start Records

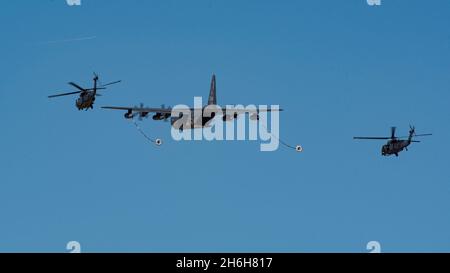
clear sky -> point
(338, 68)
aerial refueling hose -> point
(297, 148)
(157, 141)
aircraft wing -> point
(249, 111)
(140, 109)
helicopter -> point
(87, 96)
(395, 145)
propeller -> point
(141, 115)
(166, 117)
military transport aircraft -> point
(203, 121)
(396, 144)
(87, 96)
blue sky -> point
(338, 68)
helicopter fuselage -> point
(86, 100)
(393, 147)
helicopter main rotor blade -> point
(374, 138)
(421, 135)
(111, 83)
(77, 86)
(65, 94)
(393, 129)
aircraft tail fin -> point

end Records

Requirement:
Reproduce the whole listing above word for word, leaving out the picture.

Worked answer:
clear sky -> point
(338, 68)
aerial refueling hose -> point
(297, 148)
(157, 141)
aircraft wing -> point
(249, 111)
(140, 109)
helicopter -> point
(87, 96)
(395, 145)
propeller -> point
(141, 115)
(166, 117)
military transport aircraft -> point
(203, 121)
(396, 144)
(87, 96)
blue sky -> point
(338, 68)
helicopter fuselage -> point
(86, 100)
(393, 147)
helicopter main rotor blade -> point
(374, 138)
(421, 135)
(111, 83)
(77, 86)
(65, 94)
(393, 129)
aircraft tail fin -> point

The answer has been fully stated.